- PROVIDED TEXT -
Abdij van Park Heverlee

Copyright artist(s) and courtesy argos

Artist(s)

Year

1964

Duration

00:29:45

Original format

35mm

Color

b&w

Color system

Languages

Spoken: Dutch; Flemish
Subtitles: English UK

Availability

Distribution

At the beginning of his career, Jef Cornelis directed three analytical and poetical middle-length films about remarkable Belgian historical buildings. In Het Kasteel van Alden Biezen (On the castle of Alden Biezen, 1964) and Plus d'Honneur que d'Honneurs (Heaped with Honours, 1965), he presented a portrait of respectively the Grand Commandry Alden Biezen in Bilzen and Castle of the Princes de Mérode in Westerlo.
In Abdij van Park Heverlee (Park Abbey Heverlee) Cornelis focuses on the Park Abbey near Leuven. The Abbey was founded in 1129 and inhabited by Premonstratensians, a Roman Catholic religious order of canons regular founded in Prémontré (France). The Abbey's history is intricate as it suffered during the wars waged by William of Orange (1533-1584) and it was confiscated two times, once during Holy Roman Emperor (1765-1790), then during the French Republic on February 1st 1797. After the declaration of the Kingdom of Belgium in 1830, the monks returned to the Abbey and restarted their community life.
The film functions as an introduction to the architecture of this monument, but it also constitutes a remarkable example of Cornelis' cinematic style. The camera circulates around the Abbey and its interior, but the movement – also in the musical sense of the term – offers far more than a mere registration of a visual object. Cornelis depicts all aspects of the building and causes an architectural movement to unfold in space. Finally, the surroundings slowly reveal themselves through the inhabitants, but the film is a cinematographic object that needs to be understood in its conceptual entirety.

- STATED PROBLEM 1 -
According to the film description, in what year was the Park Abbey near Leuven founded?
- STATED PROBLEM 2 -
List the films by Jef Cornelis that the film description names.

- DATASET EXTRACT -
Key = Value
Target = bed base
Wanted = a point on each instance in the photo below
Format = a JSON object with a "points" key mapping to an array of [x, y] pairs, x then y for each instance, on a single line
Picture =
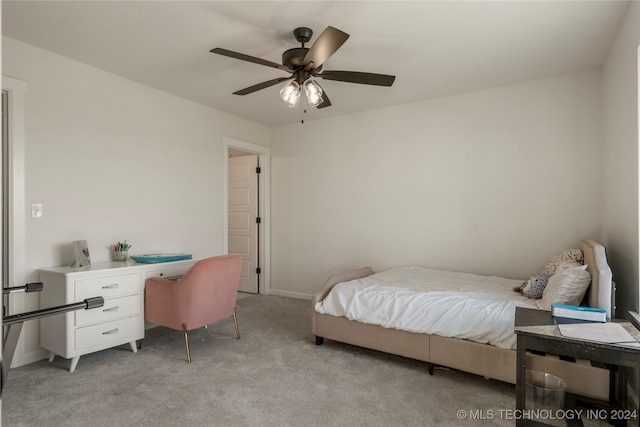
{"points": [[480, 359]]}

- CORRECT ANSWER 1 -
1129

- CORRECT ANSWER 2 -
- Het Kasteel van Alden Biezen (On the castle of Alden Biezen, 1964)
- Plus d'Honneur que d'Honneurs (Heaped with Honours, 1965)
- Abdij van Park Heverlee (Park Abbey Heverlee)